◆ INFORMATION SUPPLIED
┏━━
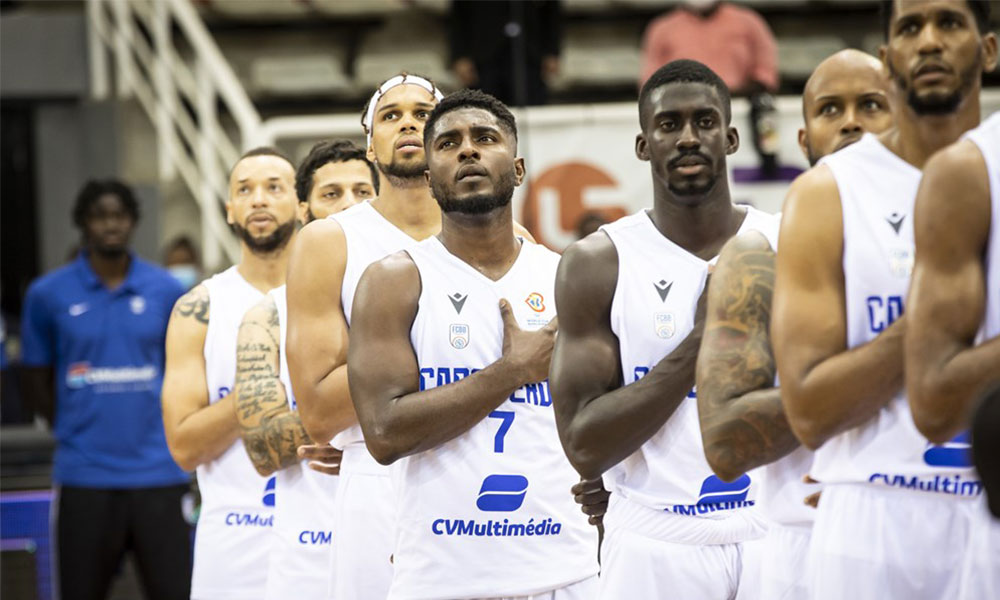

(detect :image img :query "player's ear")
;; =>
[726,127,740,155]
[635,133,649,162]
[514,157,526,185]
[983,31,997,73]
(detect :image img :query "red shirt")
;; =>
[639,3,778,91]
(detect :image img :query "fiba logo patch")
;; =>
[261,475,277,506]
[66,363,90,389]
[448,323,469,350]
[653,312,676,340]
[524,292,545,312]
[476,475,528,512]
[128,296,146,315]
[698,473,750,504]
[924,431,972,469]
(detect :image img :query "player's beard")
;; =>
[431,169,517,215]
[889,48,983,117]
[233,218,295,256]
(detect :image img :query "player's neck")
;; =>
[236,241,295,292]
[649,177,746,260]
[372,178,441,240]
[438,204,521,281]
[879,85,980,169]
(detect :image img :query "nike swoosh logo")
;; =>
[448,293,469,314]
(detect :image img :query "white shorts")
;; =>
[472,575,597,600]
[598,494,763,600]
[330,446,396,600]
[756,525,811,600]
[807,484,978,600]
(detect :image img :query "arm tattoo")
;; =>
[174,285,209,325]
[235,304,312,471]
[698,241,798,471]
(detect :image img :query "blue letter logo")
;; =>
[476,475,528,512]
[924,431,972,468]
[698,473,750,504]
[262,475,276,506]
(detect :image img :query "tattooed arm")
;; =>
[234,296,312,475]
[696,231,799,481]
[161,285,239,471]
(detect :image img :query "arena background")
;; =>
[0,0,1000,598]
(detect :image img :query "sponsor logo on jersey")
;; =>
[448,323,469,350]
[653,312,677,340]
[66,362,158,391]
[261,475,278,506]
[524,292,545,312]
[128,296,146,315]
[448,292,469,314]
[476,475,528,512]
[885,211,906,235]
[653,279,674,302]
[924,431,972,469]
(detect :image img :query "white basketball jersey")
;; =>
[812,134,982,498]
[965,112,1000,343]
[601,207,778,518]
[191,266,275,600]
[266,286,340,600]
[389,237,597,600]
[327,202,417,460]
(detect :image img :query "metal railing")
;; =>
[87,0,261,266]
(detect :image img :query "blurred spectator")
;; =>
[21,180,191,600]
[576,212,608,240]
[639,0,778,95]
[448,0,562,106]
[639,0,780,179]
[163,235,201,291]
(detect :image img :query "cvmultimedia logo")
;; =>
[261,475,277,506]
[698,473,750,505]
[924,431,972,469]
[476,475,528,512]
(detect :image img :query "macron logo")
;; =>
[476,475,528,512]
[448,292,469,314]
┗━━
◆ PROBLEM
Quote the rows exactly, from the beginning through the line containing "[233,218,295,256]", with that line included. Leave the picture out of your answer.

◆ COMPLETED TASK
(detect :image img :query "player's ear")
;; =>
[726,127,740,155]
[635,133,649,162]
[514,157,526,185]
[983,31,997,73]
(detect :image img :query "red shirt")
;; =>
[639,3,778,91]
(detect :image img :query "fiba logo patch")
;; =>
[261,475,277,506]
[66,363,90,389]
[448,323,469,350]
[653,312,676,340]
[524,292,545,312]
[476,475,528,512]
[128,296,146,315]
[698,473,750,504]
[924,431,972,469]
(detect :image img :query "player's beard")
;; =>
[431,169,517,215]
[889,48,983,117]
[233,218,295,256]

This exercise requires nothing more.